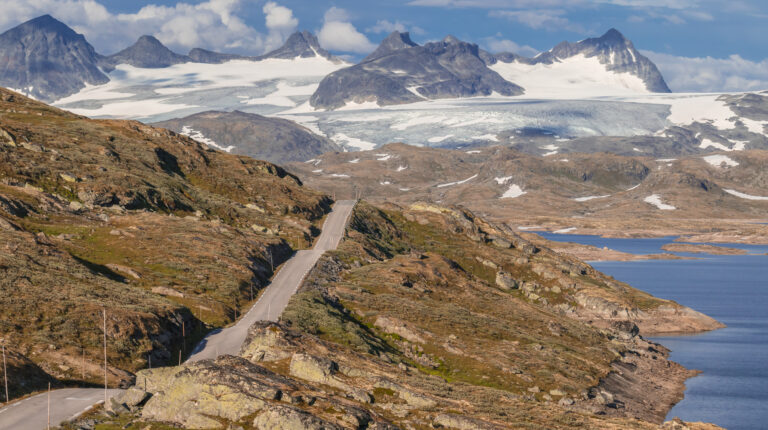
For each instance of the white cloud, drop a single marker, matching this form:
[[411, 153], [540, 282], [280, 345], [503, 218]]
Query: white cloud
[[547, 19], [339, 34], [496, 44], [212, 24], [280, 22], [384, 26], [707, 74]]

--------------------------------------------------

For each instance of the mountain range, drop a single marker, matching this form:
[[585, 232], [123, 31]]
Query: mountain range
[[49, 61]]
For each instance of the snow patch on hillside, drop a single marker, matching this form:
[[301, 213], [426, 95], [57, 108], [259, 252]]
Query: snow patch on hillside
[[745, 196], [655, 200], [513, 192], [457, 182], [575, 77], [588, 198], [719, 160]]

--------------------------------------------------

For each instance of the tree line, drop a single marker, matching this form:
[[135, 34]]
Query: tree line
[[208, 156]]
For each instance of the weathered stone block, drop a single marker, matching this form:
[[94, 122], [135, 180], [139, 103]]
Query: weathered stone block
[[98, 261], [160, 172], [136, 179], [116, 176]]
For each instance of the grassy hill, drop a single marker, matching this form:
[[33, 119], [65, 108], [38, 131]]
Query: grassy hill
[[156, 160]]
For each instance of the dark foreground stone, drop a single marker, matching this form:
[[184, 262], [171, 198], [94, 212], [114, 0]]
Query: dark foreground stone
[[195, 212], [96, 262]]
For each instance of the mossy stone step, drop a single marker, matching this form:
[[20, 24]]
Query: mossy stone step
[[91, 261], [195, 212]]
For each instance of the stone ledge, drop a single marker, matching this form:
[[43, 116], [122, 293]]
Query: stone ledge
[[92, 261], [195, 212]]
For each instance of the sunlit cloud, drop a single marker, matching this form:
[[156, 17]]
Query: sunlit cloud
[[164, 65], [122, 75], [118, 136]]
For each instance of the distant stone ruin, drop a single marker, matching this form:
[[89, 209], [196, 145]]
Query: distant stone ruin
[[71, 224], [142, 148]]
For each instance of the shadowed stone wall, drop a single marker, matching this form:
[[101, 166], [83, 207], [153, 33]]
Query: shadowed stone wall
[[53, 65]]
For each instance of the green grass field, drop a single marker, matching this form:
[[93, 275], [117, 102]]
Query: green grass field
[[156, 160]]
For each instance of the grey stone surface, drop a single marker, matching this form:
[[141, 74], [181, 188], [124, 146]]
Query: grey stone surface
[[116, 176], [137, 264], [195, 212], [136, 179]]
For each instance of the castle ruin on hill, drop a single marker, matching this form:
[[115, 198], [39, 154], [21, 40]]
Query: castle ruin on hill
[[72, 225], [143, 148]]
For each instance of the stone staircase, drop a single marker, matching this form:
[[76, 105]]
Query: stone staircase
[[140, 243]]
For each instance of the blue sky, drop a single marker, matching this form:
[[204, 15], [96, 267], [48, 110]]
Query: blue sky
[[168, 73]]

--------------------------------------------------

*TASK TO COMPLETE*: Copy out again, word for word, the lines starting with the one containing "For each instance of the white" and running through the one containing "26], [707, 74]]", both included.

*SOLUTION TO THE EXERCISE*:
For each instance of the white cloud, drop a single marker, matching this form:
[[411, 153], [540, 282], [280, 345], [503, 218]]
Query: white cloud
[[547, 19], [339, 34], [496, 44], [212, 24], [280, 22], [384, 26], [707, 74]]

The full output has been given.